** START DATA ENTRIES **

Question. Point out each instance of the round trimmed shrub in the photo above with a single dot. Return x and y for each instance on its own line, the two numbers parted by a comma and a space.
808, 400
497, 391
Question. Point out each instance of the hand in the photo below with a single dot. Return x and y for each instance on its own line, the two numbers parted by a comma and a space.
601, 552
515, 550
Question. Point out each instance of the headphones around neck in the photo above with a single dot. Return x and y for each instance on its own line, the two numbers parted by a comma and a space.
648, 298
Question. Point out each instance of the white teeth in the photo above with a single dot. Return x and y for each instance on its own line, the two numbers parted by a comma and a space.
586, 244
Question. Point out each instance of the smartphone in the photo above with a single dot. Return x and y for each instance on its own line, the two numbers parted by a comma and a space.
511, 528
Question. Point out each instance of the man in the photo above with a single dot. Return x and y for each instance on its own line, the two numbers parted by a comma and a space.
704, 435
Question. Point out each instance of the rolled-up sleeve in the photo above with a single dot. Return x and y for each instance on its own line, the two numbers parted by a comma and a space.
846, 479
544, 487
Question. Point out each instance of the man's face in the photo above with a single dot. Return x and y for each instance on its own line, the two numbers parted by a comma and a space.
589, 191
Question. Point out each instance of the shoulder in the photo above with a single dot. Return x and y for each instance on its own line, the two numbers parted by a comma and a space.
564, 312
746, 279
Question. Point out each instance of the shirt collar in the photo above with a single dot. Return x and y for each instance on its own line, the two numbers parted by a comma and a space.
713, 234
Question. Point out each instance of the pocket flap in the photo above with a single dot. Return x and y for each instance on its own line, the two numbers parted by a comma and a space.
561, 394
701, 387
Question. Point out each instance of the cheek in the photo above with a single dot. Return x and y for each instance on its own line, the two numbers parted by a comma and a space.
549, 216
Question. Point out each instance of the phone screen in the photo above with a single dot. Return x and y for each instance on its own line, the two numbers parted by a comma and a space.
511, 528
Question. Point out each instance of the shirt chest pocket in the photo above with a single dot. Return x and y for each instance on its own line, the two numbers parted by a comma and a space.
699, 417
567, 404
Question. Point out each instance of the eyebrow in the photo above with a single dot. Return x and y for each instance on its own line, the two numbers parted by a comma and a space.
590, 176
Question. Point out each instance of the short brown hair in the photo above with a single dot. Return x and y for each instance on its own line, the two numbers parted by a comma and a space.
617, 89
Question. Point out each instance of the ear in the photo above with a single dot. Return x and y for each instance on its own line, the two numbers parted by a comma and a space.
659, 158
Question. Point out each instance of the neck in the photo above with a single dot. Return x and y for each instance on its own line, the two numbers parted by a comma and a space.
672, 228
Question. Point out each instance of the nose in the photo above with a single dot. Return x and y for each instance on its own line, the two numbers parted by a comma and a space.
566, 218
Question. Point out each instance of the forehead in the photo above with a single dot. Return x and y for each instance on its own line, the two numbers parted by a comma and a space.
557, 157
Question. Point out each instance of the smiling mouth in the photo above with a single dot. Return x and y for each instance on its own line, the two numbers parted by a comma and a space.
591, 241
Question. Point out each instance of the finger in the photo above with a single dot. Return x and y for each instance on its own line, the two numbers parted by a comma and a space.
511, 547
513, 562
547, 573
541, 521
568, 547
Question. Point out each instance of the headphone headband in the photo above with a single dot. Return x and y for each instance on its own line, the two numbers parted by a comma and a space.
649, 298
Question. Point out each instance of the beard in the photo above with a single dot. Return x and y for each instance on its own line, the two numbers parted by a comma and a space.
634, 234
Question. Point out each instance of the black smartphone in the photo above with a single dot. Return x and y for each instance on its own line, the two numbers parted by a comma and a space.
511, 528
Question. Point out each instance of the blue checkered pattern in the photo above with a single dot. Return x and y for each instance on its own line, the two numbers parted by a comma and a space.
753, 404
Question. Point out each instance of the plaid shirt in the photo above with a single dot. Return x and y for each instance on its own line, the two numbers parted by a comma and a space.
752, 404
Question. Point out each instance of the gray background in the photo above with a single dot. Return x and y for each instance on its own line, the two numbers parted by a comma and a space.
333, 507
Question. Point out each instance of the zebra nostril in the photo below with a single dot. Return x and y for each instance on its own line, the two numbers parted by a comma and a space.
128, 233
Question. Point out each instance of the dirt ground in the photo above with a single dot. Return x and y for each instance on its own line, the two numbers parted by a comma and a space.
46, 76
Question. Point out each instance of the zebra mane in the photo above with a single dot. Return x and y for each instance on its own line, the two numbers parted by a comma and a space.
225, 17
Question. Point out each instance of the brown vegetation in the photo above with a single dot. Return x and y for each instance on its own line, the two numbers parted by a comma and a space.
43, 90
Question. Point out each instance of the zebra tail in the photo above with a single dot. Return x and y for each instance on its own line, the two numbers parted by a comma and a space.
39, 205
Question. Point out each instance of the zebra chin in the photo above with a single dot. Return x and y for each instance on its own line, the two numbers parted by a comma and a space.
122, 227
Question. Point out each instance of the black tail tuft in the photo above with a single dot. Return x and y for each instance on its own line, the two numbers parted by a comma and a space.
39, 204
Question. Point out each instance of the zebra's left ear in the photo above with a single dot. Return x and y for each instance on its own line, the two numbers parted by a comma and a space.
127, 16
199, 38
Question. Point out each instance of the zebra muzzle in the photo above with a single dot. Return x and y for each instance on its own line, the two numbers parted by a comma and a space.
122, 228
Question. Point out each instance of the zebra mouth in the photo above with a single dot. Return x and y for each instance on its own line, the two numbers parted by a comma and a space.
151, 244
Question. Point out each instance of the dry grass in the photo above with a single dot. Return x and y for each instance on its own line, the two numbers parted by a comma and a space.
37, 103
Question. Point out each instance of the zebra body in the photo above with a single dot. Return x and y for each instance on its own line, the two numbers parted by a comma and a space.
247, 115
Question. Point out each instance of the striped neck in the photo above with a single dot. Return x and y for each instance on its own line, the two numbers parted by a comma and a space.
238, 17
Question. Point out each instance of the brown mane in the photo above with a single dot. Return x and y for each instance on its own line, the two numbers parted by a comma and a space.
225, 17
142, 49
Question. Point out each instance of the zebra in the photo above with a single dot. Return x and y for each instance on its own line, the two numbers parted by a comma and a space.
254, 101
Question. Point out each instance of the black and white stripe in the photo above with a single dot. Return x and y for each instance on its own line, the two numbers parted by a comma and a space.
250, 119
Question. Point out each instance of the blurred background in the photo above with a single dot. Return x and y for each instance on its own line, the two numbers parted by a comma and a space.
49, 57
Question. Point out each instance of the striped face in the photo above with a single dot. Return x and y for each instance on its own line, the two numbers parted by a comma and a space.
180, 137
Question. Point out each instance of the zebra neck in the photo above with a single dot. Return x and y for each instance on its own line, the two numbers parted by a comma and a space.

** END DATA ENTRIES **

▶ WHAT YOU ARE ASKED TO DO: Print the material once more, exactly.

▶ FINAL RESULT:
Question. Point out each instance of the round trimmed shrub in the photo above with a single dot. Return x and y for each instance on its own line, the two numbers parted by a comma and a space.
808, 400
497, 391
Question. Point out each instance of the hand in the photo below with a single dot. Return x and y for each instance on its own line, the two numbers parted by a comma and a space.
601, 552
515, 550
Question. Point out each instance of the headphones around neck in the photo above with a single dot. Return x and y for each instance on its own line, the two numbers parted by a comma and a space.
648, 298
Question. Point out each instance of the white teeth in the photo above with a single dot. Return x and y for each instance on its own line, the two numbers parted by a comma and a space.
586, 244
Question. Point out each instance of the smartphone in the photo above with a single dot. Return x and y for each instance on its own line, the two numbers parted by a comma and a space.
511, 528
Question. Point out each instance of the man in the photo above with a single dot. Return x and y for each instance on its own line, the two numbers parted by a comma and a space.
704, 435
Question. Point out each instance of the rolled-up sleeve in the photo above with a single dot. Return x and y for each instance on its own line, the two numbers parted by a comma and a space.
846, 479
544, 487
Question. Point out each instance of the man's face in the photo above with a single dot. Return x and y for each instance on its own line, the two numbers parted by a comma and a space.
589, 191
Question. Point out each instance of the shoulder in the photo above with a single dot. Return x and y for each instance on its own line, the two numbers parted by a comma and a space.
564, 312
746, 279
Question. Point out each instance of the shirt collar in the photo above with a single dot. Return x and y for each instance on its own line, the two numbers parted by a comma and a space.
713, 234
Question. Point out each instance of the pocket flap in the photo above with a single dot. Return x and y for each instance on its own line, the two numbers parted by a comma and a space.
561, 394
701, 387
Question. Point out each instance of the cheek in the photo above with a single dot. Return x and y for each instance on its own line, the two numbers parted by a comma and a space.
549, 216
Question. Point out each instance of the phone screen in the photo above with a single dot. Return x and y for each instance on its own line, the two numbers parted by a comma and a space.
511, 528
Question. Point out each instance of the shirt chest pocket in the photo above with a single dot. Return x and y for each instance on its own line, the two numbers parted by a comma and a space.
699, 417
567, 404
Question. Point out each instance of the eyebrow in the photo above with a single dot. Return x and y for each instance on its own line, the two numbers parted by a comma and a space.
590, 176
Question. Point out each instance of the short brown hair in the photo above with a single dot. Return x and y for each instance on its own line, the two numbers parted by a comma and a space.
617, 89
Question. Point out each instance of the ear in the photo above with a single dot. Return x and y for each instance on its own line, the two numbers parted by a comma and a space.
659, 158
Question. Point out each instance of the neck in the photo above with a single dot. Return x and y for each instance on its own line, the two numbers parted by a comma and a space.
672, 228
Question. Point out each instance of the nose in the photo above with a single dot. Return x and y for each instance on its own line, the two numbers parted by a comma and a space.
566, 218
Question. Point out each instance of the forehead in the photo above with a single dot. Return x and y for each instance on its own line, the two numbers parted by a comma and a space.
557, 157
Question. Point out each instance of the smiling mouth in the photo above with a single dot. Return x and y for each instance on its own line, the two numbers parted by a comma and a space.
591, 241
Question. Point out each instance of the finger in the photo above with a single dot. Return x and y for each instance on its own line, the two numbers parted by a comma and a space.
511, 547
513, 562
547, 573
541, 521
568, 547
Question. Point out each instance of the headphone headband in the photo above with a single dot. Return x and y for each instance on its own line, the two numbers parted by a comma and a space.
649, 298
Question. Point out each instance of the beard in the photo above with a single dot. Return x and y for each instance on its own line, the two numbers parted by a comma and a space.
634, 234
Question. Point out each instance of the black smartphone in the photo above with a single dot. Return x and y for each instance on its own line, the two numbers parted by a comma and a space.
511, 528
Question. Point out each instance of the blue checkered pattern in the photo above with a single dot. Return x and y for each instance on its own line, the two numbers parted by a comma and a space.
753, 404
Question. Point out each instance of the plaid shirt in the photo above with a single dot. Return x and y for each instance on its own line, the two numbers parted by a comma and a space.
752, 404
Question. Point out each instance of the gray background in the photo above with a single dot. Return x and y for each instance on its own line, the two numbers parted by a comma and a space.
333, 507
Question. Point out each instance of the zebra nostril in the photo below with a single dot. Return x and y for each instance on its own line, the two numbers parted by a comma and a space.
128, 233
Question. Point out each instance of the dirt ground in the photo above with a single dot. Return x and y for each instance on its own line, the two numbers parted by a comma and a space.
46, 76
Question. Point out each instance of the zebra mane in the photo above with a single dot. Return x and y for each instance on its own line, the two numbers parted by a comma and a space.
225, 17
Question. Point out each instance of the brown vegetation in the photo above with a single dot. Return x and y for each instance on its own line, the two numbers parted by a comma and a space.
43, 90
Question. Point out each instance of the zebra tail in the photo above with a single dot. Return x and y for each instance on its own line, the two numbers parted by a comma and a space.
39, 205
Question. Point out each instance of the zebra chin in the photo above with a single dot. Return x and y for each instance on its own line, the two numbers parted by a comma and a space.
122, 227
Question. Point out each instance of the black tail tuft in the photo above with a single dot. Return x and y for each instance on its own line, the two numbers parted by a comma and a space.
39, 204
Question. Point out each instance of the zebra's left ear in the photo above with a single dot. Return x and y for each instance on its own line, the two numbers parted by a comma and a space.
127, 16
199, 38
Question. Point out each instance of the zebra muzzle in the photo above with a single dot. Return x and y for each instance on its own line, the two numbers parted by a comma and a space.
122, 228
Question. Point out each instance of the zebra mouth in the photo above with a single dot. Return x and y for each instance on its own line, the two numbers parted by a comma and a space.
151, 244
Question. Point out each instance of the dry grass in the photo above with a single dot. Return x and y for each instance on its own line, the two numbers parted by a comma and a space.
37, 103
Question. Point out each instance of the zebra body in the photo above with a single dot. Return x and y for each instance on its own line, the two numbers parted by a comma and a space.
247, 115
Question. Point out each instance of the striped neck in the photo above with a single dot. Return x and y for each instance on its own line, the two numbers parted by a comma and a space.
238, 17
Question. Point out each instance of the brown mane in the photo above with a single dot. Return x and y for each instance on its own line, the two numbers parted by a comma and a space.
225, 17
142, 49
Question. Point out each instance of the zebra in the photo above with a single dot. Return x and y for each instance on its own line, the two numbers parted by a comma and a space.
254, 101
Question. Point out each instance of the black and white stripe in the photo above with a single dot. Return x and y for each instance on its own line, the two numbers parted by a comma and a space.
250, 119
Question. Point out each instance of the blurred background in the photo above with a single dot. Return x and y for each instance on its own line, the two numbers parted by a comma and a space.
49, 57
Question. Point out each instance of the striped face in the photo above with a single dot. Return x and y for each instance on its own line, the two numbers parted by a comma and a space.
180, 137
Question. Point out each instance of the zebra neck in the photo above with a single dot. Return x and y for each instance on its own line, the two numbers parted by a comma and a space.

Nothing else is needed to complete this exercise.